_What this exercise asks_.
1. Summarize the symposium abstract on carbon nanotube metal matrix composites in two sentences.
2. In the symposium abstract on carbon nanotube metal matrix composites, how are the CNTs applied when the composites are fabricated?
3. Pick up the symposium abstract on carbon nanotube metal matrix composites after its final sentence and keep writing.
:: Study text ::
AVS 65th International Symposium & Exhibition | |
Advanced Surface Engineering Division | Tuesday Sessions |
Session SE-TuA |
Session: | Wear, Oxidation and Corrosion Protective Coatings |
Presenter: | Cayla Nelson, University of New Mexico |
Authors: | C.M. Nelson, University of New Mexico O.K. Abudayyeh, Osazda Energy, LLC Y. Shen, University of New Mexico S.M. Han, University of New Mexico |
Correspondent: | Click to Email |
The hot spots created by cell cracks have recently been identified as the most common degradation mode in PV modules.1 Even before they become hot spots, these cracks lead to high series resistance, reduced efficiency, and lost energy. To reduce this degradation, we have been investigating the use of multiwalled carbon nanotubes (MW-CNTs) as a reinforcement in metal matrix composites. We have demonstrated that these composites provide gap-bridging capability (> 40 mm), “self-healing,” and fracture toughness against the cracks forming in the substrate and the metal contacts.2-4 To accompany the experimental effort, finite element modeling (FEM) is used to relate the microstructure of the composite to its mechanical properties. The FEM models are compared to mechanical data taken by dynamic mechanical analysis (DMA). The composites are fabricated in a Ag/CNT/Ag layer-by-layer structure. The silver layer can be evaporated or electroplated, and the CNTs are spray-coated. The shape of the composite films is a dog bone structure that can be released from the substrate as a free-standing film. This release is necessary to extract the mechanical properties solely belonging to the composite. Fitting the FEM model to DMA measurements captures qualitative trends of how mechanical properties of the MMC change with CNT volume fraction. Combining mechanical modeling with experimental results provides predictive evaluation of CNT reinforced metal matrix composites.
:::
:: Information ::
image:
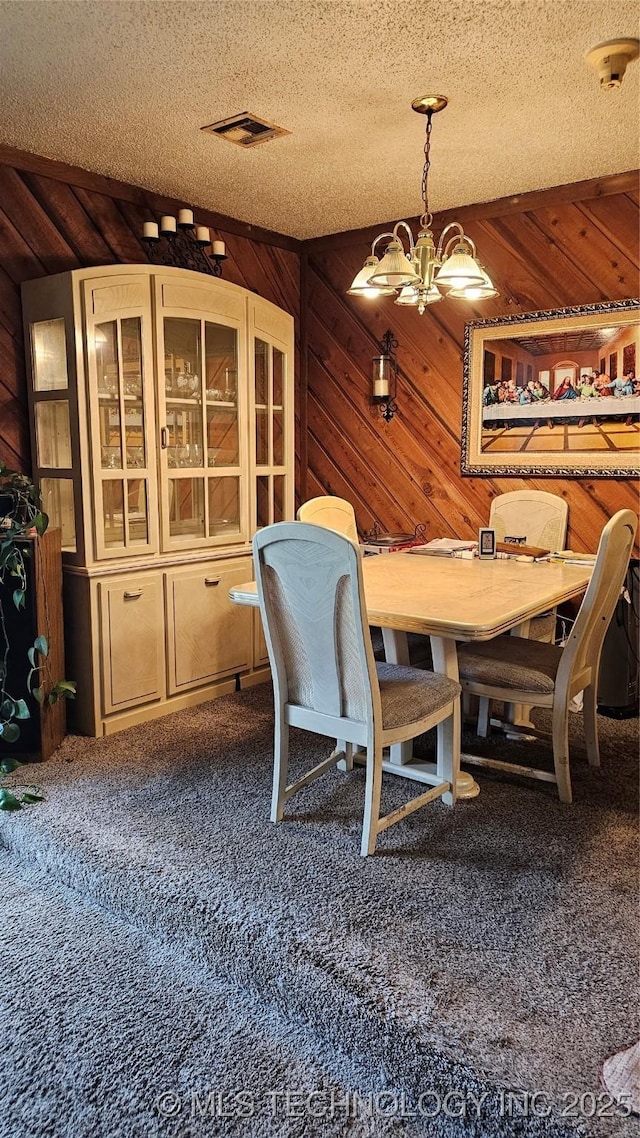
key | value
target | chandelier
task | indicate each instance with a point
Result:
(182, 245)
(419, 273)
:::
_Results for the exercise_.
1. Cell cracks in PV modules cause hot spots, high series resistance, reduced efficiency, and lost energy, so the authors are investigating multiwalled carbon nanotubes as reinforcement in metal matrix composites, which they have shown provide gap-bridging, "self-healing," and fracture toughness. The composites are made as Ag/CNT/Ag layer-by-layer dog bone films released from the substrate, and finite element models fitted to dynamic mechanical analysis data capture how mechanical properties change with CNT volume fraction.

2. They are spray-coated.

3.
1 D. C. Jordan, T. J. Silverman, J. H. Wohlgemuth, S. R. Kurtz, and K. T. VanSant, "Photovoltaic failure and degradation modes," Prog. Photovolt: Res. Appl.25, 318-326 (2017).
2 O. Abudayyeh, N. D. Gapp, D. M. Wilt, and S. M. Han, "Methods to Mitigate Stress-Induced Metal Line Fractures for Thin-Film Solar Cells, Using Metal-Carbon-Nanotube Composites," Patent No. Application No. PCT/US2016/038197 (2016).
3 O. K. Abudayyeh, G. K. Bradshaw, S. Whipple, D. M. Wilt, and S. M. Han, "Crack-Tolerant Metal Composites as Photovoltaic Gridlines," Appl. Phys. Lett., submitted (2018).
4 O. K. Abudayyeh, N. D. Gapp, C. Nelson, D. M. Wilt, and S. M. Han, "Silver-Carbon-Nanotube Metal Matrix Composites for Metal Contacts on Space Photovoltaics," IEEE J. Photovolt.6, 337-342 (2016).